→ **CONSIGNES À SUIVRE**:
1. Dans l'extrait sur Genève durant le confinement, où se trouve Pablo d'après la question qu'on lui pose ?
2. Recopiez l'extrait sur Genève durant le confinement depuis "Et toi Pablo, dans" jusqu'à "Anita et toi.", en changeant "lettre" en "carte".

→ **EXTRAIT CITÉ**:
▶

Le grand chambardement - Genève durant le confinement
@Tom Tirabosco

Et pourtant…
Cette décroissance forcée, je ne l’ai pas rêvée ainsi, imposée de manière si brutale.
Librairies et petits négoces déjà en faillites, bistrots à terre, commerçants désespérés, artistes et compagnies sur la paille, médias anxiogènes, comportements hystériques, décomptes macabres, virologues et autres épidémiologistes soudainement hissés au rang de prophètes, je balance et tangue à l’intérieur de moi, tiraillé entre la jubilation du “message” que la terre épuisée nous adresse et l’angoisse de devoir (enfin) tourner la page.

Et toi Pablo, dans tes montagnes du Sud, comment vis-tu le début du grand chambardement ?

Lire aussi : Le grand chambardement, chapitre 2 (à venir la semaine prochaine).

Cher Tom,

J’ai bien reçu ta lettre. Merci ! Elle m’a beaucoup touchée. Je me demandais justement comment vous alliez Anita et toi.

◀

→ **DONNÉES FOURNIES**:

▶

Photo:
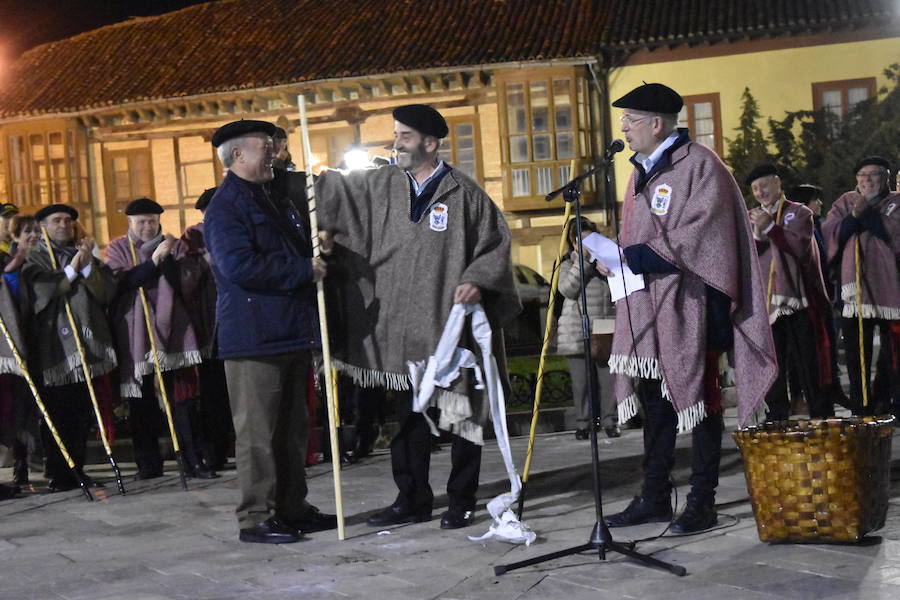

◀

→ **RÉPONSES ATTENDUES**:
1. Dans ses montagnes du Sud.

2.
Et toi Pablo, dans tes montagnes du Sud, comment vis-tu le début du grand chambardement ?

Lire aussi : Le grand chambardement, chapitre 2 (à venir la semaine prochaine).

Cher Tom,

J’ai bien reçu ta carte. Merci ! Elle m’a beaucoup touchée. Je me demandais justement comment vous alliez Anita et toi.